• _SUPPLIED PASSAGE_

◇ ◇ ◇ ◇

Appointment of assessor and collector.
Assessment declared legal
Sec. 7. The county commissioners shall meet on the second Monday of June next, and appoint one assessor, and one collector, and such assessor and collector shall proceed to levy and collect said tax from the taxable inhabitants of said county according to the laws of this State, and said assessment shall be as legal as if the county of Grundy had been organized previous to the first Monday of March, one thousand eight hundred and forty-one.
Place of holding courts.
Grundy attached to 9th judicial circuit.
Two terms o court each year
Sec. 8. The county commissioners shall prepare a place for holding courts in said county until there shall be public buildings erected. The county of Grundy shall be attached to the ninth judicial circuit;8 and the different times of holding courts shall be appointed by the judge in the above named circuit, so as to hold two terms in each year; all suits commenced in La Salle circuit court shall be determined there, although the parties may reside in Grundy county, until after the passage of this act, and the election of officers takes place as provided for in this act.
School com’rs[commissioners] of La Salle to pay over monies, &c. to commiss’rs of Grundy
Sec. 9. It shall be the duty of the school commissioner of La Salle county to pay over and cause to be paid over to the school commissioner of Grundy county, as soon as there may be one appointed, all monies, papers, vouchers, &c. that he or they may have belonging to the said county of Grundy.
Approved, February 17, 1841.

◇ ◇ ◇ ◇

• _TO BE DONE_
a) Rename "monies" as "funds" in the Grundy County act, and write out the stretch from "School com’rs[commissioners] of" through "February 17, 1841." with that change.
b) In the Grundy County act, on what day are the county commissioners to meet and appoint an assessor and a collector?

• _RECORD EXTRACTS_

◇ ◇ ◇ ◇

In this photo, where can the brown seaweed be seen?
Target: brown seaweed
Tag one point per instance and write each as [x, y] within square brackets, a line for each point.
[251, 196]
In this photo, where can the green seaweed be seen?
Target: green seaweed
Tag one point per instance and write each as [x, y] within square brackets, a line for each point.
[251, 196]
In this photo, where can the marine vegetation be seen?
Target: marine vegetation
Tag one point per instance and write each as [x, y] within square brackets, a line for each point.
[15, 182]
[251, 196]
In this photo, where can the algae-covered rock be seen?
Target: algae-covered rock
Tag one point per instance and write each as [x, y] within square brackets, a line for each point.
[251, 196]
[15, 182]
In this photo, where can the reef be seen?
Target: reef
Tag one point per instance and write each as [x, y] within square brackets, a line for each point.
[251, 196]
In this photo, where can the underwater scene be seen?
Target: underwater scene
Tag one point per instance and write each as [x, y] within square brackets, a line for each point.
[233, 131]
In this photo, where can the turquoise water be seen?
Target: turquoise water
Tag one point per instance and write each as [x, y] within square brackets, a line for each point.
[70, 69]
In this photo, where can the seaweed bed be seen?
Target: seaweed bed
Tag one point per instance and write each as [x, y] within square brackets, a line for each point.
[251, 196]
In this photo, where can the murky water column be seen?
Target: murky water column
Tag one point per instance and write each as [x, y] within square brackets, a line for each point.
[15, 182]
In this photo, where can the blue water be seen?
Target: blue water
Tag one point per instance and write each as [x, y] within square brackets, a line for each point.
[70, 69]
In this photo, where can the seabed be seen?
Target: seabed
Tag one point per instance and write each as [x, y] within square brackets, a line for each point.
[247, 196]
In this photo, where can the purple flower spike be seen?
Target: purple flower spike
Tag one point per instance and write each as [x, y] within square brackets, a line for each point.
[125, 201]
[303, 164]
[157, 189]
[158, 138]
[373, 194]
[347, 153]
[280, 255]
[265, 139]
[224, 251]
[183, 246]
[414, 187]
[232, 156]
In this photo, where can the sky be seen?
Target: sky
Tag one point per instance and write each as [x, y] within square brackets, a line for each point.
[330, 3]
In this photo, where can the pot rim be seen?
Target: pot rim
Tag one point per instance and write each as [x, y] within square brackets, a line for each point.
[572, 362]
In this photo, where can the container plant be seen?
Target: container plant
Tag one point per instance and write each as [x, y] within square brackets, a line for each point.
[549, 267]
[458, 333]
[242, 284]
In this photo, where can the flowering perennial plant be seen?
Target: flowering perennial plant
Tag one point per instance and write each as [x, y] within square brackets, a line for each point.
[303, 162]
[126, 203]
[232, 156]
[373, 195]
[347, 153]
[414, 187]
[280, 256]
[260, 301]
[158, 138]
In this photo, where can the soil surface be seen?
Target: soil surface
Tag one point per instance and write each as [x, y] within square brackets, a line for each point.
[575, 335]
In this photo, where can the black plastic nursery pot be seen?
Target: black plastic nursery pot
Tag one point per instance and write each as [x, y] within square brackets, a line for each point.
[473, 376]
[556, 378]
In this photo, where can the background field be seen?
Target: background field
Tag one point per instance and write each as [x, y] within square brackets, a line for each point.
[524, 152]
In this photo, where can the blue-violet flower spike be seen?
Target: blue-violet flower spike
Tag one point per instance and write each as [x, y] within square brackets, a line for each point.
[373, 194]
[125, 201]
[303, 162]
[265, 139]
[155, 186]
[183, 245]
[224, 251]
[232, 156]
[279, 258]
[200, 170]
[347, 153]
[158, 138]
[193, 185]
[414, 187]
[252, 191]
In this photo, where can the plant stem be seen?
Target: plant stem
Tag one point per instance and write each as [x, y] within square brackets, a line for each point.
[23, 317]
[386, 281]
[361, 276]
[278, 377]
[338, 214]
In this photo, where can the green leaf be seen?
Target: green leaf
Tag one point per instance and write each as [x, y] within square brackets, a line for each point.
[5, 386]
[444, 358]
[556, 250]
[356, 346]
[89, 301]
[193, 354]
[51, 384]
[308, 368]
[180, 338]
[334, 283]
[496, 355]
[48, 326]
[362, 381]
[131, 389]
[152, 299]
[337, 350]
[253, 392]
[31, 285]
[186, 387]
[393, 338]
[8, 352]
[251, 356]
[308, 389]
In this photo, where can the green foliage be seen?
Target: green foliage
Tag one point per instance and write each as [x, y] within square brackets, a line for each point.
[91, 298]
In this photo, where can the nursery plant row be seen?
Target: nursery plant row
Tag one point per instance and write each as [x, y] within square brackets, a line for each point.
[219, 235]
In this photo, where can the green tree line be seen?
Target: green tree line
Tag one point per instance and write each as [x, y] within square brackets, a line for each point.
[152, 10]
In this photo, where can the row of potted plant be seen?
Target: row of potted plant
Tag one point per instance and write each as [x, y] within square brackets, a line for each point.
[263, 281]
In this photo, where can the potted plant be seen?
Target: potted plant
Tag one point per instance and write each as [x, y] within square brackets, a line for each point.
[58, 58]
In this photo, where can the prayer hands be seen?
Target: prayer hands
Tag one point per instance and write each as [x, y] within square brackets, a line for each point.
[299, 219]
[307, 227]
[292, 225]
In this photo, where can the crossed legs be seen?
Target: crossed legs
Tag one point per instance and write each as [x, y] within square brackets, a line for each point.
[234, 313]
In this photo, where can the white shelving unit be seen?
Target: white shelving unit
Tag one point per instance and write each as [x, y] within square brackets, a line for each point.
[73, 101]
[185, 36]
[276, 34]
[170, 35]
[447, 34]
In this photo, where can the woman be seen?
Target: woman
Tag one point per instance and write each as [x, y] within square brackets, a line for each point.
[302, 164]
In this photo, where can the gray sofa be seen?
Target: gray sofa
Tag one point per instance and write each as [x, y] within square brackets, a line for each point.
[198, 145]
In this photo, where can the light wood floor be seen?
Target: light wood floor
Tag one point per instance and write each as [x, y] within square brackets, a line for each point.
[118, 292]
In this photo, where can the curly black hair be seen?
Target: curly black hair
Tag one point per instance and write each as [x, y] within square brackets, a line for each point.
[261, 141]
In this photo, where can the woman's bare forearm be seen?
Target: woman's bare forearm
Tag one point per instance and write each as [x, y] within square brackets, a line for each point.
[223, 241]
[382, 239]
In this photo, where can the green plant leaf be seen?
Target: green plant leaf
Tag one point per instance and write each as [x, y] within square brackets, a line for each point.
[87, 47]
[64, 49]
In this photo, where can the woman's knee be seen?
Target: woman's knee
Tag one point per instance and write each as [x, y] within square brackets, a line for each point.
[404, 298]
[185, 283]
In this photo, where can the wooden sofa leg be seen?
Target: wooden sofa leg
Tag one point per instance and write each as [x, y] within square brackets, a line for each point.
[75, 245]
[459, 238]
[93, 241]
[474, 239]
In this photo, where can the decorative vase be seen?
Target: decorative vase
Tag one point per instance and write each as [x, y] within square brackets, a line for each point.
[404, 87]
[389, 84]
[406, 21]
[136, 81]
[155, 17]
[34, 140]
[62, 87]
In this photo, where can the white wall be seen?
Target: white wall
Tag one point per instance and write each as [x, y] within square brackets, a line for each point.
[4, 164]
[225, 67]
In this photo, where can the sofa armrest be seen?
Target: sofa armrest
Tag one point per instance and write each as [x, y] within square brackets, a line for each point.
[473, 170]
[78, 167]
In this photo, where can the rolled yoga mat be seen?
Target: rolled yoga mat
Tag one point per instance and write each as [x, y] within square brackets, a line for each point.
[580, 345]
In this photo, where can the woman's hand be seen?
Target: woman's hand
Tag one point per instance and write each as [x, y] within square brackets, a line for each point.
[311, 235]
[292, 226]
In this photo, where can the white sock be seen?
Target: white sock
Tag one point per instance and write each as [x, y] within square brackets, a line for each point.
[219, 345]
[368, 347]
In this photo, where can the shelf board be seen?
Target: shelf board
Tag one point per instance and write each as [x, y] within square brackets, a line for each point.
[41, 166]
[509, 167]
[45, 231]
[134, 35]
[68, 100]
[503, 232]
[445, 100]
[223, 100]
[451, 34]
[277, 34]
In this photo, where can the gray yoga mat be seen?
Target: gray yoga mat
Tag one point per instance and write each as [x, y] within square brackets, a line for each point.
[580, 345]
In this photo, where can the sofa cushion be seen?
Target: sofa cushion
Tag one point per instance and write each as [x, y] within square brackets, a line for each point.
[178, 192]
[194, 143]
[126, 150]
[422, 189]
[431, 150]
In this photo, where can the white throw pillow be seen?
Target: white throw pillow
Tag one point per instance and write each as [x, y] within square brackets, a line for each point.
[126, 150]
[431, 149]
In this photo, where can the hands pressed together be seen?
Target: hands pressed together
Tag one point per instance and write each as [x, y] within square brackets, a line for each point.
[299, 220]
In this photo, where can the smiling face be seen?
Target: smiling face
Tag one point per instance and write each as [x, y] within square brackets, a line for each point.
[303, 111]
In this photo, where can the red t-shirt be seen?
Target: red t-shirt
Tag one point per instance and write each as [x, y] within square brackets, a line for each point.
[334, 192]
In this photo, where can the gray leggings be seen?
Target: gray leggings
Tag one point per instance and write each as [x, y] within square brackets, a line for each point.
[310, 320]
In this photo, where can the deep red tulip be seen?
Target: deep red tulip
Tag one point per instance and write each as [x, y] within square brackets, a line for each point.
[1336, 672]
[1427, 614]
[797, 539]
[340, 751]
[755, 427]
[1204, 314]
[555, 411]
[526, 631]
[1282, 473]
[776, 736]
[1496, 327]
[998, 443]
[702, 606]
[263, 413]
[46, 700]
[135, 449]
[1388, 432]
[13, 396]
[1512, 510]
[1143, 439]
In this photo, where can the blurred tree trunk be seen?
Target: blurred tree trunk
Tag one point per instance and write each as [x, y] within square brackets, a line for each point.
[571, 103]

◇ ◇ ◇ ◇

• _ANSWERS FOR THE EXERCISE_
a)
School com’rs[commissioners] of La Salle to pay over funds, &c. to commiss’rs of Grundy
Sec. 9. It shall be the duty of the school commissioner of La Salle county to pay over and cause to be paid over to the school commissioner of Grundy county, as soon as there may be one appointed, all funds, papers, vouchers, &c. that he or they may have belonging to the said county of Grundy.
Approved, February 17, 1841.

b) On the second Monday of June next.